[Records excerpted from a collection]
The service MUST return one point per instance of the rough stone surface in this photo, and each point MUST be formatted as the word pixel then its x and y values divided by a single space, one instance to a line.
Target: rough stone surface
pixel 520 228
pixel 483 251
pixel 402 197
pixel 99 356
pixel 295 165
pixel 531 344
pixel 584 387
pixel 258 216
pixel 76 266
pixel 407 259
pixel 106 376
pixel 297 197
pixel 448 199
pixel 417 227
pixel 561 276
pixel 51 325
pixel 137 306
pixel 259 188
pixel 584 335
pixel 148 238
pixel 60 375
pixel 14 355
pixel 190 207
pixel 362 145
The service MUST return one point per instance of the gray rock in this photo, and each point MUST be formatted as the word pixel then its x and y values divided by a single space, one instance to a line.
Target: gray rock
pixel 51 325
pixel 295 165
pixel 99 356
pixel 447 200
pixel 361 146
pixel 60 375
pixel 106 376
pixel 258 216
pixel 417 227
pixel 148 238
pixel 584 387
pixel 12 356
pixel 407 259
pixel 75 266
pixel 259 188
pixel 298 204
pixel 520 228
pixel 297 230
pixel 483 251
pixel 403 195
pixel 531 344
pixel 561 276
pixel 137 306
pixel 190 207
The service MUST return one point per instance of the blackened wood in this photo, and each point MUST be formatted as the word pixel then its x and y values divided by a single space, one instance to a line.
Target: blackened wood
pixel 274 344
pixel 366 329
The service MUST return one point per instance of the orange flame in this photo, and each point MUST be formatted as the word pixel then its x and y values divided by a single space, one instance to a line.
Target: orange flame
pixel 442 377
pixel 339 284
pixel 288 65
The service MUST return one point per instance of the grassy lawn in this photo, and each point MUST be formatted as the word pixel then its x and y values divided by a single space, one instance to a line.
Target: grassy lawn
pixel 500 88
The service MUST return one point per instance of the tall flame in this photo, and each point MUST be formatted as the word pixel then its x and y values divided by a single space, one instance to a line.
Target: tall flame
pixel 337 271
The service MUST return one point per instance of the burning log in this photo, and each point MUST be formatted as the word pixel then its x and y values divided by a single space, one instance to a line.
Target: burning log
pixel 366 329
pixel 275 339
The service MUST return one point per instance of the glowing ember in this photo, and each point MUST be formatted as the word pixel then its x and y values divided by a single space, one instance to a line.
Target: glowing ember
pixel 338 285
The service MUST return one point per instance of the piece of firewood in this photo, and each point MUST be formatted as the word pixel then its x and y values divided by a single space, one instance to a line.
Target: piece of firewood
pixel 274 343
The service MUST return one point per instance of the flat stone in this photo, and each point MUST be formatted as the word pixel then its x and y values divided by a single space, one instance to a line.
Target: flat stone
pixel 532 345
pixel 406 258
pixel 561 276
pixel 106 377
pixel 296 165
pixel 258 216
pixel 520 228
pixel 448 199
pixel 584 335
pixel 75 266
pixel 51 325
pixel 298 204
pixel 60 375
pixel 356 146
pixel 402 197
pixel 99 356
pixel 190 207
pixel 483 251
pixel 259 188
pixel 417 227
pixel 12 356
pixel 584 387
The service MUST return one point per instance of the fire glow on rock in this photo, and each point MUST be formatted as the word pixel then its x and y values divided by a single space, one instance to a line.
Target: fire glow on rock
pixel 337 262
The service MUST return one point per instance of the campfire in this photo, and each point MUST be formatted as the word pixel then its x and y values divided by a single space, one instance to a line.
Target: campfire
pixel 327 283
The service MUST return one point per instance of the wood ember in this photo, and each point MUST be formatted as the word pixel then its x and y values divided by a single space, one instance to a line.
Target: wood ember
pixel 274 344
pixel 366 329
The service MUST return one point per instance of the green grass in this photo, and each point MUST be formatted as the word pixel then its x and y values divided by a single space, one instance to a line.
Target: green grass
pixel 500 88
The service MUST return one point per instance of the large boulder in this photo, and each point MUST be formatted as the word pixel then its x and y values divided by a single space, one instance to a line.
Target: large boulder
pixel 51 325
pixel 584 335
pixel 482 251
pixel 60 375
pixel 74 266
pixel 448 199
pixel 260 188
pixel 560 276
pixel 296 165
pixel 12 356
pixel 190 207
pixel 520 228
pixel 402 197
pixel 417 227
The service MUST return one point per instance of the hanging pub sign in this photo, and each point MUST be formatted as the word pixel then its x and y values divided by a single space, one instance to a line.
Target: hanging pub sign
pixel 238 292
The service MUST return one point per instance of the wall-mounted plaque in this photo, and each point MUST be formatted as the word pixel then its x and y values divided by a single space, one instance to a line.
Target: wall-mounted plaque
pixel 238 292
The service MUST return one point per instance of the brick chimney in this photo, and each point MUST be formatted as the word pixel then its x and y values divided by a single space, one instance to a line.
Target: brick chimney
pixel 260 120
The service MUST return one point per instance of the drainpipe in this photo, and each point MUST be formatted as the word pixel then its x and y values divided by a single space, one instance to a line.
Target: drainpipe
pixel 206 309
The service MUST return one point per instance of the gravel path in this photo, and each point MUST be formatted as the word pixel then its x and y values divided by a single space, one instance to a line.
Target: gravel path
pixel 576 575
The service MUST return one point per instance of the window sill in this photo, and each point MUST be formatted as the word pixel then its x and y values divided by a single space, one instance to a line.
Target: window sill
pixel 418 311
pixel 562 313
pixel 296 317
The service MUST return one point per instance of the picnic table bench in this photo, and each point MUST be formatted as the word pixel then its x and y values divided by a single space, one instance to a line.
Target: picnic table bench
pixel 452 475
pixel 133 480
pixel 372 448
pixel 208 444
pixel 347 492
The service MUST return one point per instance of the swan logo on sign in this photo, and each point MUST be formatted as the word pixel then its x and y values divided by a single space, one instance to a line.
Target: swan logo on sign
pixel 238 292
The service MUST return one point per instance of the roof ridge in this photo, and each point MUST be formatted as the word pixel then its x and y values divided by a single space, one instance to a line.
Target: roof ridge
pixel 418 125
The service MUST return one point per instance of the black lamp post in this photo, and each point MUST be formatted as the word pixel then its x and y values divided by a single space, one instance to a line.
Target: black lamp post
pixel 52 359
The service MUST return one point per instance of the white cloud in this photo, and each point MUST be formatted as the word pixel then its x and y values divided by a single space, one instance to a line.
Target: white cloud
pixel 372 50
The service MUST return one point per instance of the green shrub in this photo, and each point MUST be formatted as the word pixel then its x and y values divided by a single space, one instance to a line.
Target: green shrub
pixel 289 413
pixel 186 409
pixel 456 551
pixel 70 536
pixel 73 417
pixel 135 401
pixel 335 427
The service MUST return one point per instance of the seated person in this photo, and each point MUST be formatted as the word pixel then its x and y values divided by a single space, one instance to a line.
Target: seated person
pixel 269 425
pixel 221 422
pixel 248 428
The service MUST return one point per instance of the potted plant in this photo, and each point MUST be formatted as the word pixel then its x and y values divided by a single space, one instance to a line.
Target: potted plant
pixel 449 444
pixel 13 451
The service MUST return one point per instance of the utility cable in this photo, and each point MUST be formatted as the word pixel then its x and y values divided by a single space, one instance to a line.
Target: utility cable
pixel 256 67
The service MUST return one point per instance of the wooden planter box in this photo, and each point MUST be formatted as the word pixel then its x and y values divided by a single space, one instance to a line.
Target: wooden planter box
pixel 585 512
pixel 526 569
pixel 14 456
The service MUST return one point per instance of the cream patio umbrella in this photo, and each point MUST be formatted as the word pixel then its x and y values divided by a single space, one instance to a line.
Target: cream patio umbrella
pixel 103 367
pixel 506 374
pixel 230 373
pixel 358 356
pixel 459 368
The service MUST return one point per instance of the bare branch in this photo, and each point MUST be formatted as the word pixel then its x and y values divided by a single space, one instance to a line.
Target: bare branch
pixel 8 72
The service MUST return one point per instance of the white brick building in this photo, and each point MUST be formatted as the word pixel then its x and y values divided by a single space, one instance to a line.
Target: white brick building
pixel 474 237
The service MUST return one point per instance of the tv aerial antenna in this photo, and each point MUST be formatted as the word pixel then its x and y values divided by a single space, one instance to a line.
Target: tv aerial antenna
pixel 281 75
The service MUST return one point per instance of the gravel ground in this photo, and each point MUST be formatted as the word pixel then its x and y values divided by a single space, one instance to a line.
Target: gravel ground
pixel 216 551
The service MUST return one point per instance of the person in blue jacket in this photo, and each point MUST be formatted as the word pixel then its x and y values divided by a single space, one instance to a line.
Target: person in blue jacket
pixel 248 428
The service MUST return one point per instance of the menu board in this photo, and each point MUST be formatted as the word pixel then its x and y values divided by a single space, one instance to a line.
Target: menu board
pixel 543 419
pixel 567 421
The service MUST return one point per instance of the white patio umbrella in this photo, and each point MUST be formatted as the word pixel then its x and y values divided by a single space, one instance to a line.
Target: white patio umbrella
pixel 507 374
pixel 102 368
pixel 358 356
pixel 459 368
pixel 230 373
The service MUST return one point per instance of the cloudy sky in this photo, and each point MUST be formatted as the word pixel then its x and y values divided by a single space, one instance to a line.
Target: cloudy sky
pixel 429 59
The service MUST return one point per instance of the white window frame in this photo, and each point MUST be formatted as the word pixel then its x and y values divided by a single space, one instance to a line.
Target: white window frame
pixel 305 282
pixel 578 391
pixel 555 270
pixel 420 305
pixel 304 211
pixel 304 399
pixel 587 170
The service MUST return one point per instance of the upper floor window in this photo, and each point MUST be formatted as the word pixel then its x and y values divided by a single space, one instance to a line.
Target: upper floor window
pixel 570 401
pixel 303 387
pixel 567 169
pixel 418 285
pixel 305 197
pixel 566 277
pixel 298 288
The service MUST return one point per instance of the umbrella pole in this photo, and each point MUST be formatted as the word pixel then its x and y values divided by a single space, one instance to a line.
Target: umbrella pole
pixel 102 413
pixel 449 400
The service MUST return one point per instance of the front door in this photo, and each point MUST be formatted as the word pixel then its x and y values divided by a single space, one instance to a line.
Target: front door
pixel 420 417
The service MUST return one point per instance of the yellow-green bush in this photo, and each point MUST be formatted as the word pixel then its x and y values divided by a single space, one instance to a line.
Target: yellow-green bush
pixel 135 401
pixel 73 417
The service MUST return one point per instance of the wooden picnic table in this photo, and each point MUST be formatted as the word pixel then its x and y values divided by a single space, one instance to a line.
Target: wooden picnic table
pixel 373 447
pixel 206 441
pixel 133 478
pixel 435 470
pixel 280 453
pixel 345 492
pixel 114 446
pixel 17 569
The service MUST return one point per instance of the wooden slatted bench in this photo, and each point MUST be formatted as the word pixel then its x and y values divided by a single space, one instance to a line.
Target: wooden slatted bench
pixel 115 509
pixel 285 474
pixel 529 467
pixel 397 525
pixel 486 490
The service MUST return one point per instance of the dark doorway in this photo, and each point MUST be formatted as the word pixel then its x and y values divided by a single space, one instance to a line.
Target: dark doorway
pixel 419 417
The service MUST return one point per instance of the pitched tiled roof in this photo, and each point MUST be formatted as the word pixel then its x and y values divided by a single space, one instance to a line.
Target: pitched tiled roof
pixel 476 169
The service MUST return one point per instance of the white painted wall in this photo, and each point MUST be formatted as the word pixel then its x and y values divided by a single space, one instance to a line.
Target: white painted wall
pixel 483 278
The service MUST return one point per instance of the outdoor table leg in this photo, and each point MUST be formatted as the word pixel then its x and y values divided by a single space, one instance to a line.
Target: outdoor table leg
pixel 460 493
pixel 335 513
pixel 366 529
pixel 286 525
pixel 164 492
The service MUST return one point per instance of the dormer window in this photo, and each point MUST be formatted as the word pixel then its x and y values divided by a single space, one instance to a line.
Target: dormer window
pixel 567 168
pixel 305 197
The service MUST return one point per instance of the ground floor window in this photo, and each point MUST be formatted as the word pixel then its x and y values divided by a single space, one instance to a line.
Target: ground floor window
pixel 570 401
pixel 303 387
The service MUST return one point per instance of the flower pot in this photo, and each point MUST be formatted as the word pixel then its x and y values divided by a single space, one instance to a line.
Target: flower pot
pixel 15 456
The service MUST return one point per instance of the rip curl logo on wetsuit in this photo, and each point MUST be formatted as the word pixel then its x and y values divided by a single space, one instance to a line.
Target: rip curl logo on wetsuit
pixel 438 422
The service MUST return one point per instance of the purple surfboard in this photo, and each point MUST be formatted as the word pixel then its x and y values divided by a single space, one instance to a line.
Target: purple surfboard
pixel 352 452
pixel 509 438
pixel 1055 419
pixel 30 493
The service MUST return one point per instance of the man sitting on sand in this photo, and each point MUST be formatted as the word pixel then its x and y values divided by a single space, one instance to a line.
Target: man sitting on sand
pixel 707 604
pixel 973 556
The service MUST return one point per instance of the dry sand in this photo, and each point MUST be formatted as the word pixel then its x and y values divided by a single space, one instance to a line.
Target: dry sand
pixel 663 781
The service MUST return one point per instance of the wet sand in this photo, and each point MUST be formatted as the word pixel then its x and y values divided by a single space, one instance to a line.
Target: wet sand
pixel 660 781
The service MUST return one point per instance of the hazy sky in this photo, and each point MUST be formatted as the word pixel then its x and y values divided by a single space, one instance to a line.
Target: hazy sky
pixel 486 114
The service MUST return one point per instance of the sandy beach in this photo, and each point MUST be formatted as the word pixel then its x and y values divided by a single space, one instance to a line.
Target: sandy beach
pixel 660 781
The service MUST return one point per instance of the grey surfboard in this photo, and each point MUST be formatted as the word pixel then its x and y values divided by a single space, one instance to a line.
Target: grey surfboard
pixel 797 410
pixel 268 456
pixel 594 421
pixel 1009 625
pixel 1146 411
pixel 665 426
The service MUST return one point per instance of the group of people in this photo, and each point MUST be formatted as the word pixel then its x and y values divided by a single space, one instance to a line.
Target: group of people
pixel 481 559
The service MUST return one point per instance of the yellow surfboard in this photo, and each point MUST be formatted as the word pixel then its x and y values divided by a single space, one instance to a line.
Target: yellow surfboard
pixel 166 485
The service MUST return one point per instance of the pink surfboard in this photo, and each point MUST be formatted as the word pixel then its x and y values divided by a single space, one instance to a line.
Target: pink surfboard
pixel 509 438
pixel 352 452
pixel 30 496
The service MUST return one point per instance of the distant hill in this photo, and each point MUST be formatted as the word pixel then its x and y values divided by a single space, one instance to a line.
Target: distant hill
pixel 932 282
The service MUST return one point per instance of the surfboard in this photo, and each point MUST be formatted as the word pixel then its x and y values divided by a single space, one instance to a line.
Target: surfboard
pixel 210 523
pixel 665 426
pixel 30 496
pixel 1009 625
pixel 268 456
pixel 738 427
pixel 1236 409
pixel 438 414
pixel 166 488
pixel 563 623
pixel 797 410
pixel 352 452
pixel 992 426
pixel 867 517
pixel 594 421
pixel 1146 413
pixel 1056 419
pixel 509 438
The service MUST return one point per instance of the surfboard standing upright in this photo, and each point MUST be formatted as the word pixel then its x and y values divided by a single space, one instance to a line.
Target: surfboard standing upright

## EXERCISE
Update the records from the line with "the gravel ground" to the line with "pixel 298 288" by changing "white patio umbrella" to "white market umbrella" and keeping everything else the same. Return only those lines.

## RESPONSE TO THE EXERCISE
The service MUST return one point per instance of the gravel ground in this photo, and each point MUST be formatted as the word pixel then its x and y values divided by a single space, one instance to a line.
Target: gravel ground
pixel 216 551
The service MUST return one point per instance of the person in blue jacket in this photo, and each point MUST be formatted as the word pixel then its x and y values divided by a single space, one instance to a line.
Target: person in blue jacket
pixel 248 428
The service MUST return one point per instance of the menu board in this photo, and each point MUST be formatted as the word pixel then its x and y values divided by a single space, one instance to a line.
Target: menu board
pixel 543 419
pixel 567 421
The service MUST return one point per instance of the white market umbrella in this photo, and each point MUST be formatted as the word pixel then its x and y values divided by a single space, one instance to a line.
Target: white market umbrella
pixel 507 374
pixel 102 368
pixel 358 356
pixel 459 368
pixel 230 373
The service MUST return one point per instance of the cloudy sky in this photo, and each point MUST be formatted as the word pixel then its x and y values divided by a single space, one instance to a line.
Target: cloudy sky
pixel 429 59
The service MUST return one point per instance of the white window frame in this photo, and each point MUST be formatted as the word pixel then its x and y values divided by a single space, one instance to a line.
Target: white window frame
pixel 305 282
pixel 578 391
pixel 555 270
pixel 420 305
pixel 304 211
pixel 304 399
pixel 587 170
The service MUST return one point per instance of the upper floor window in this photo, and each point MUST be formatted as the word pixel then its x and y values divided by a single space, one instance to a line.
Target: upper floor window
pixel 570 401
pixel 303 387
pixel 567 169
pixel 418 285
pixel 305 197
pixel 566 277
pixel 298 288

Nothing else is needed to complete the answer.